### Objective
Return the part of the blog post about life in Los Angeles that begins at the words "When I last" and stops after the words "considered myself ample.", copied word for word.

### Document text
########################################
Thursday, March 10, 2005

To Live in LA...

Indeed, I am alive and well in the city of Los Angeles, County Los Angeles, State of California, Country of the United States, the Northern Hemisphere, The Earth, The Universe and the Galaxy. After encouragement from readers, I've decided to chronicle my life as a non-productive member of society PLUS I'm absolutely certain most of you have been dying for a teensy break from the corporate office jobs, the kids' gymboree and your own hectic lives. I've decided it's up to me to provide some entertainment. I'll try to briefly bring you up to date.

When I last left you, I was on my last days in Bali. After being gone for a month, I was ready to come home. After being home for five months, I'm ready to go away again. My last days at Disney were wonderful. My department really sent me out with a bang and I was overwhelmed by everyone's affection as well as the x-rated tribute poster Jay & Tracy created for me. For those of you who saw the "King Arthur" posters, superimposed over Keira Knightley's face was mine complete with an enhanced bust line that literally pops out of that belt costume! The funny thing was that I didn't even notice it until one of my friends pointed it out to me when he saw it displayed in my home. I guess I've always considered myself ample.
########################################
### Dataset content
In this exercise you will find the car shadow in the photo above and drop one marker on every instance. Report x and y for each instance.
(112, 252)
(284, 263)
########################################
### Full output
When I last left you, I was on my last days in Bali. After being gone for a month, I was ready to come home. After being home for five months, I'm ready to go away again. My last days at Disney were wonderful. My department really sent me out with a bang and I was overwhelmed by everyone's affection as well as the x-rated tribute poster Jay & Tracy created for me. For those of you who saw the "King Arthur" posters, superimposed over Keira Knightley's face was mine complete with an enhanced bust line that literally pops out of that belt costume! The funny thing was that I didn't even notice it until one of my friends pointed it out to me when he saw it displayed in my home. I guess I've always considered myself ample.